Source text ▸

+ + + +

While many have predicted that the pharmaceutical industry was perched on the edge of a massive transformation due to the advantages offered by 3D printing, there are still many ongoing studies regarding suitable printers, materials, and critical issues such as the impacts of DIY drugs and more formalized manufacturing. In this study, the researchers examine both extrusion-based FDM 3D printing and pressure-assisted micro-syringe 3D printing as they compare them to more traditional processes, along with techniques, challenges, and consider the general direction of the industry overall.

Within the pharmaceutical industry today, 3D printing has made impacts in digital fabrication of drugs, implants, drug delivery systems, and more; however, the researchers point out the importance of such processes especially in creating personalized medications. Citing the success, and FDA approval, of epilepsy drug SPRITAM®, the authors stress advantages in the trend toward patient-specific treatment—and specifically, medicine.

“Current pharmaceutical manufacturing practices are not cost‐effective for personalized medicine,” state the researchers. “3D printing pharmaceuticals are more suitable than current manufacturing practices for tailored solid dosages.”

Although the ‘first waves’ of pharmaceutical 3D printing began with inkjet printing, strides since then have been not only impressive, but fascinating to much of the public, including:

  • Powder-based printing
  • Extrusion
  • Pressure-assisted microsyringes (PAM)
  • Stereolithographic printing (SLA)
  • Selective laser sintering (SLS)
  • Inkjet printing
  • Digital light processing

FDM and PAM printing processes have been most attractive to users due to accessibility and affordability, the potential for fabricating and tuning complex geometries, and more.

(a) The proportion of research articles published on different types of 3D printing processes in the last five years (2015‐2019, total 202 articles); (b) The number of published scientific articles (research and review) in the period from 2015 to 2019 which reported the use of extrusion‐based (fused deposition modeling (FDM) or pressure‐assisted microsyringe (PAM)) 3D printing (source: Scopus database and PubMed).

Choosing the right materials is critical to the success of 3D printing medications also, along with the capability for attaining FDA approval. As a highly suitable material, polymers may be used to print the following in relation to tablets and caplets:

  • Binders
  • Disintegrants
  • Compression aids
  • Diluents
  • Fillers
  • Drug release

“Polymers’ multifaceted utilization in solid dosage drug delivery systems solidifies its importance in pharmaceutical 3D printing applications,” state the researchers.

2‐dimensional (2D) schematic of the extrusion‐based 3D printing process: (a) fused
deposition modeling (FDM), (b) pressure‐assisted microsyringe (PAM).

And while they have reviewed studies from multiple other scientists, the authors here point out that while such guides are needed, no ‘detailed discussion’ on how polymers should be selected—along with other details—exists.

+ + + +

Records excerpted from a collection
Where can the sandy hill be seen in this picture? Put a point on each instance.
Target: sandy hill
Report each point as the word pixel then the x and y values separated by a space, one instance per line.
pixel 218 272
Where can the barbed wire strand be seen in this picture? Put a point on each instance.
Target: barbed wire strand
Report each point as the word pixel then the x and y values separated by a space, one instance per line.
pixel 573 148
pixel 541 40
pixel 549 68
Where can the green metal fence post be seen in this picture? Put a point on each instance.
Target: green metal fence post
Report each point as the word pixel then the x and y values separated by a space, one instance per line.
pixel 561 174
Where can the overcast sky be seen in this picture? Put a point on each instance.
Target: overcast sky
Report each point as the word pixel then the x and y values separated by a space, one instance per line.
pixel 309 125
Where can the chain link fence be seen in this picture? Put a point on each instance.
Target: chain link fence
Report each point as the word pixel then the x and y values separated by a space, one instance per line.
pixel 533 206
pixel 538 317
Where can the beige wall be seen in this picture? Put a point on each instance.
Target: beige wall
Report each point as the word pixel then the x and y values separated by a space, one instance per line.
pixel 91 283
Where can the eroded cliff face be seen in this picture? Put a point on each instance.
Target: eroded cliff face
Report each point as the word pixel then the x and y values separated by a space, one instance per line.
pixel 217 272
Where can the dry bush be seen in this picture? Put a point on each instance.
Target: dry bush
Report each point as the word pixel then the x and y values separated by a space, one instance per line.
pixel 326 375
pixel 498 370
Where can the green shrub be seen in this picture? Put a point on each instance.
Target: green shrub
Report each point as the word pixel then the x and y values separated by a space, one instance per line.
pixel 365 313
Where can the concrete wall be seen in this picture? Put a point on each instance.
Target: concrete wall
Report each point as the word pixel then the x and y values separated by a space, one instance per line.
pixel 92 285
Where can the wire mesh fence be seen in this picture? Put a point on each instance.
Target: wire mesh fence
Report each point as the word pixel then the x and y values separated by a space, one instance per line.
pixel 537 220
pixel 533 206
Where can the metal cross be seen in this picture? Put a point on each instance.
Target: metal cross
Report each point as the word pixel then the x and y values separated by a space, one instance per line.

+ + + +

Required actions ▸
1. Summarize the article on pharmaceutical 3D printing in two sentences.
2. In the article on pharmaceutical 3D printing, which printing method did the first waves of pharmaceutical 3D printing begin with?

Task responses ▸
1. Researchers examine extrusion-based FDM and pressure-assisted micro-syringe 3D printing of drugs, compare them with traditional processes, and argue that 3D printing suits tailored solid dosages better than current manufacturing, which is not cost-effective for personalized medicine. Choosing the right materials, especially polymers, is described as critical, yet no detailed discussion exists on how polymers should be selected.

2. Inkjet printing.